Records for the exercise:
------------------------

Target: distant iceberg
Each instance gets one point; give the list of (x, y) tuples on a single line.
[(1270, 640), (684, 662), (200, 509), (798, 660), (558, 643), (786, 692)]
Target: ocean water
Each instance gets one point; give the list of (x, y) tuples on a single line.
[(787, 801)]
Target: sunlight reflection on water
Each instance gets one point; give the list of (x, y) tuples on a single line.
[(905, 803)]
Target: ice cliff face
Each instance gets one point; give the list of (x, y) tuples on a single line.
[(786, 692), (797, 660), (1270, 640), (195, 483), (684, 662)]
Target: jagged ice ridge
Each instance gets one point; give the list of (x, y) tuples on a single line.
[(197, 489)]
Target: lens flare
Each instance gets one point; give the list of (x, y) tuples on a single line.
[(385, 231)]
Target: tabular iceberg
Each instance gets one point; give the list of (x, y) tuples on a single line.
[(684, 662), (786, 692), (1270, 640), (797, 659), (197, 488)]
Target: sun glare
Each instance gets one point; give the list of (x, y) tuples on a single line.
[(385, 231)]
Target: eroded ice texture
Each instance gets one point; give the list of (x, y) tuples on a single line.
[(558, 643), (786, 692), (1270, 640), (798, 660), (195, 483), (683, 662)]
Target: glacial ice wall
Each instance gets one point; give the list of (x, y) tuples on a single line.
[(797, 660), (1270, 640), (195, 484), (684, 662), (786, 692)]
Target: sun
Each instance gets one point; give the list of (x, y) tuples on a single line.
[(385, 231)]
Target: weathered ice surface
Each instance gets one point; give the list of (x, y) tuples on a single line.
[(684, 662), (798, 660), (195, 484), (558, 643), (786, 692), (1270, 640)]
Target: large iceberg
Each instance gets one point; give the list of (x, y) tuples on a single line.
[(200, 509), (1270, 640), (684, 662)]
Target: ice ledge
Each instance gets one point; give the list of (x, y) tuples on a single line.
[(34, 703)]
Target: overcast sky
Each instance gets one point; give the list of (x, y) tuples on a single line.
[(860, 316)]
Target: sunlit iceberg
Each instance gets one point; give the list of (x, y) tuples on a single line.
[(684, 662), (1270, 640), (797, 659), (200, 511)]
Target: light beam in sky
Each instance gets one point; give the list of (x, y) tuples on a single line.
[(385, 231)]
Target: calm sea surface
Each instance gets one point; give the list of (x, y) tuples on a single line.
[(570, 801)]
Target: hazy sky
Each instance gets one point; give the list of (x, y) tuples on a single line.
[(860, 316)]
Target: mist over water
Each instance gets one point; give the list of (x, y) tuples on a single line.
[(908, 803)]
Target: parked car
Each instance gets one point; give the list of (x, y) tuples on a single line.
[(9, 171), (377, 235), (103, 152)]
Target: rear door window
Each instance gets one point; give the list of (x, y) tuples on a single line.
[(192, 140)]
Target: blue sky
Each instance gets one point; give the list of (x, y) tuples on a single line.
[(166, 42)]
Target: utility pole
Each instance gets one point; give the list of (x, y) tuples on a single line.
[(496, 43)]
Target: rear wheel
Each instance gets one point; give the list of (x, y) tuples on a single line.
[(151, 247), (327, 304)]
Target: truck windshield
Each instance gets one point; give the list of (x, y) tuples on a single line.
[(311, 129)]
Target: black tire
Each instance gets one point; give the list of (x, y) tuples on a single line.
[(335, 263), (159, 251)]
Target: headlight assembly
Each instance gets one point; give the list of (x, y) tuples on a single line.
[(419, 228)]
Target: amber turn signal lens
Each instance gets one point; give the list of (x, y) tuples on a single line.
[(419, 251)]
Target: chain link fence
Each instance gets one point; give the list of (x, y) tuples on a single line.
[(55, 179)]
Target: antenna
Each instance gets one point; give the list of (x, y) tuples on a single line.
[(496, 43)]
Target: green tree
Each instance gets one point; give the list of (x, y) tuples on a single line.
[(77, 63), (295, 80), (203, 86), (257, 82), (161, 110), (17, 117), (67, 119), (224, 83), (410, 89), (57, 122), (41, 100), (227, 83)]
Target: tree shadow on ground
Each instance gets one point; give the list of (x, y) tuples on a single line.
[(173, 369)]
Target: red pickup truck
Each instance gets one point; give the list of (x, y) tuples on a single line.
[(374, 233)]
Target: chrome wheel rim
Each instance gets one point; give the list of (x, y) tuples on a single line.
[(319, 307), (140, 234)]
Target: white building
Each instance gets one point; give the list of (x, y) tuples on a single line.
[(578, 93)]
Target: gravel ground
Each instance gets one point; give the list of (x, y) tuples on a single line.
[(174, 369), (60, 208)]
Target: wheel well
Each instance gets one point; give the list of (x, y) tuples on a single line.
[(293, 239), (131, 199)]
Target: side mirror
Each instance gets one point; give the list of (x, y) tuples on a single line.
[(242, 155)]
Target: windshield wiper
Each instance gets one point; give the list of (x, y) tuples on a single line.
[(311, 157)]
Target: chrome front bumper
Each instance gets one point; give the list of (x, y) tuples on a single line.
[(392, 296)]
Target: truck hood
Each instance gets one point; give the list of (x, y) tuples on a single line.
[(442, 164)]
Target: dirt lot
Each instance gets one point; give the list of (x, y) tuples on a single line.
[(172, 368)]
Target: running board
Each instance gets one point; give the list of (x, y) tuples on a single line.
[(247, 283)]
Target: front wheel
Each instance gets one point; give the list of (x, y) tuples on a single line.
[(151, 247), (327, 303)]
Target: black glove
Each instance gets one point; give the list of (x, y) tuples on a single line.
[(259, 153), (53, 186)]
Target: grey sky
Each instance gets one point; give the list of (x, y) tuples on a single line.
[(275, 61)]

------------------------

Reproduce the entire listing above word for word.

Final result:
Target: distant iceberg
Each instance gets one point; give the list of (x, y) tuples on a single line.
[(1270, 640), (684, 662), (200, 509), (798, 660), (558, 643), (786, 692)]
Target: ocean water
Each instance gets one point; give the list of (x, y) tuples on a single line.
[(787, 801)]
Target: sunlight reflection on water
Each instance gets one point; give the list of (x, y) tuples on a single line.
[(905, 803)]
Target: ice cliff face
Each instance gets one point; give the list of (x, y) tuples on a single line.
[(786, 692), (797, 660), (1270, 640), (195, 483), (684, 662)]
Target: jagged ice ridge
Each instance gets one point; give the list of (x, y) tuples on a single line.
[(197, 489)]
Target: lens flare
Each instance gets one point; give the list of (x, y) tuples on a single line.
[(385, 231)]
Target: tabular iceberg
Each instance gets one point; give the list of (x, y) tuples on a single line.
[(684, 662), (786, 692), (1270, 640), (797, 659), (197, 488)]
Target: sun glare
Each instance gets one point; give the list of (x, y) tuples on a single line.
[(385, 231)]
Target: eroded ice texture
Each instance gets one point; give the list of (x, y) tuples on a single line.
[(558, 643), (786, 692), (1270, 640), (798, 660), (195, 483), (683, 662)]
Target: glacial ice wall
Each instance gets one point; give the list of (x, y) tuples on a single line.
[(797, 660), (1270, 640), (195, 484), (684, 662), (786, 692)]
Target: sun
Each instance gets one point; give the list of (x, y) tuples on a single line.
[(385, 231)]
Target: weathered ice surface
Each instance gets one point; give the list of (x, y) tuples on a single line.
[(684, 662), (798, 660), (195, 484), (558, 643), (786, 692), (1270, 640)]
Target: large iceberg
Each instance gets one point; give the list of (x, y) tuples on a single line.
[(200, 509), (1270, 640), (684, 662)]
Target: ice ledge
Each instance gets one point; give the list of (x, y) tuples on a single line.
[(34, 703)]
Target: overcast sky
Each instance gets one point; give the list of (x, y) tuples on a single line.
[(860, 316)]
Target: sunlit iceberg
Each instance gets one point; give the list of (x, y) tuples on a single line.
[(684, 662), (1270, 640), (797, 659), (200, 511)]
Target: light beam in sky
Each instance gets one point; give the list of (x, y) tuples on a single line.
[(385, 231)]
Target: calm sea surface
Each instance gets one point; give the list of (x, y) tuples on a single line.
[(570, 801)]
Target: hazy sky
Each instance gets one point; give the list of (x, y) tuples on a single line.
[(860, 316)]
Target: mist over water
Each instance gets one point; give the list of (x, y) tuples on a single line.
[(908, 803)]
Target: parked car
Each instance gets one point; give the list of (x, y) tuples on a single line.
[(9, 171), (377, 235), (103, 152)]
Target: rear door window
Each instance gets one point; give the list of (x, y) tuples on a single line.
[(192, 140)]
Target: blue sky
Each instance gets one point; give the list of (x, y) tuples on a single line.
[(166, 42)]
Target: utility pole
Each instance gets one point; give the list of (x, y) tuples on a single line.
[(496, 43)]
Target: rear wheel
Each instance gets one point; give the list of (x, y) tuples on a single line.
[(151, 247), (327, 304)]
Target: truck windshield
Each instance gets one point; give the list of (x, y) tuples on a single line.
[(311, 129)]
Target: black tire
Each instance gets one point; give the list of (x, y) tuples on a single line.
[(335, 263), (159, 251)]
Target: headlight assembly
Each instance gets one point; give the list of (x, y) tuples on a single line.
[(419, 228)]
Target: amber turn signal lens
Each instance gets one point; give the list of (x, y) tuples on a single line.
[(419, 251)]
Target: chain link fence
Each instance gets one point; give the list of (x, y) tuples on a single line.
[(55, 179)]
Target: antenna
Each instance gets one point; give the list of (x, y) tuples on a single line.
[(496, 43)]
Target: green tree
Each instance gets one point; give the list of (x, y) tuples on a single line.
[(77, 63), (295, 80), (203, 86), (257, 82), (161, 110), (17, 117), (67, 119), (224, 83), (410, 89), (57, 122), (41, 100), (227, 83)]
Target: tree shadow on ground
Each instance gets one point; give the list of (x, y) tuples on a single line.
[(173, 369)]
Target: red pickup truck
Each instance gets one point; give the list of (x, y) tuples on a single line.
[(374, 233)]
Target: chrome wheel rim
Each instance gets one point; give the list of (x, y) tuples on a single line.
[(319, 307), (140, 234)]
Target: white building
Each instance gets one point; give the list of (x, y) tuples on a single line.
[(578, 93)]
Target: gravel ground
Each instance gets one point; give the list of (x, y) tuples on a single line.
[(174, 369), (60, 208)]
Target: wheel well
Each instance gets one point; give the list of (x, y) tuples on a single line.
[(293, 239), (131, 199)]
Target: side mirror
Each instance gets one point; give the list of (x, y) tuples on a single line.
[(242, 155)]
Target: windshield wiper
Each instance gets one point; give the list of (x, y) tuples on a single line.
[(311, 157)]
Target: chrome front bumper
Each instance gets one point; give the list of (x, y) tuples on a single line.
[(392, 296)]
Target: truck hood
Each instance gets one point; give the list of (x, y) tuples on a single line.
[(442, 164)]
Target: dirt lot
Each instance gets one point; give the list of (x, y) tuples on a single line.
[(172, 368)]
Target: running board
Each instance gets one point; give the list of (x, y) tuples on a single line.
[(247, 283)]
Target: front wheel
Each instance gets one point; give the list of (x, y) tuples on a single line.
[(151, 247), (327, 303)]
Target: black glove
Each instance gets one point; give the list of (x, y) tuples on a single line.
[(259, 153), (53, 186)]
Target: grey sky
Each instance gets one point; give the list of (x, y) tuples on a single line.
[(275, 61)]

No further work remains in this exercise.